Information:
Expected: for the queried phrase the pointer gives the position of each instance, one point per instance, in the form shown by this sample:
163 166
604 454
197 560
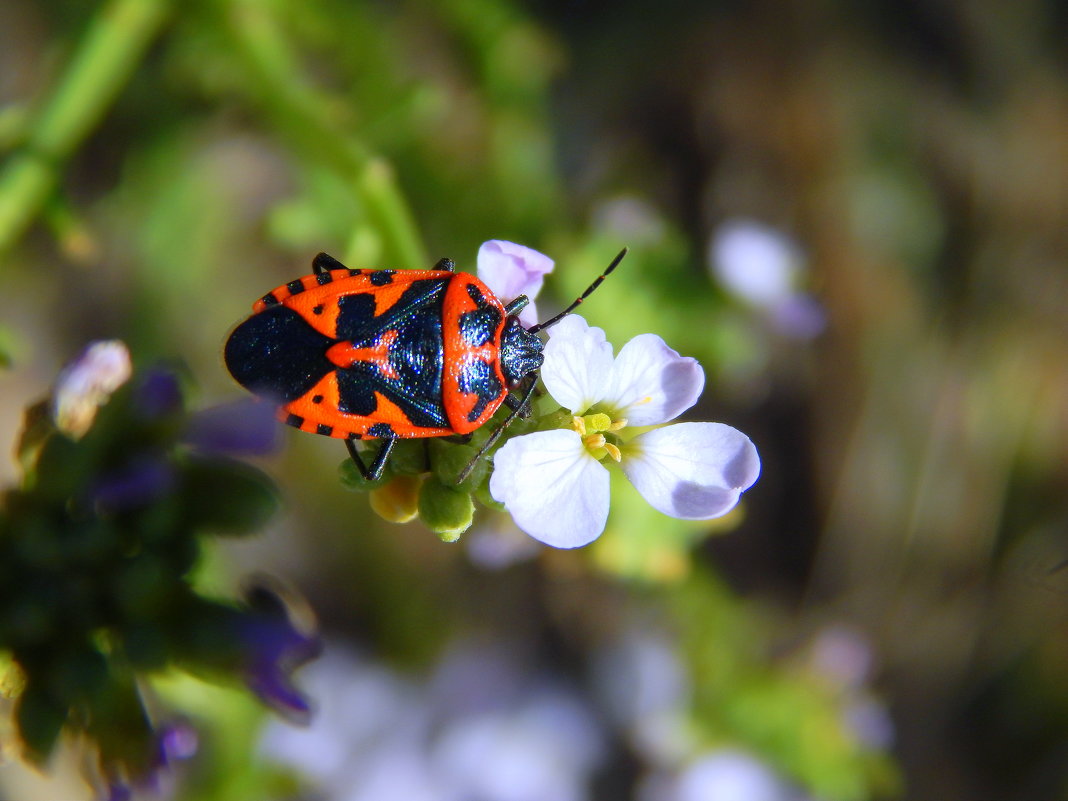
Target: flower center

Try it:
Everything above except the pictures needs to be reproduced exactly.

Finished task:
Expected: for the queried phrase the pointer gives the position of each instance, one point per instance, in the form shown by this sample:
163 166
604 454
197 560
Target: flower center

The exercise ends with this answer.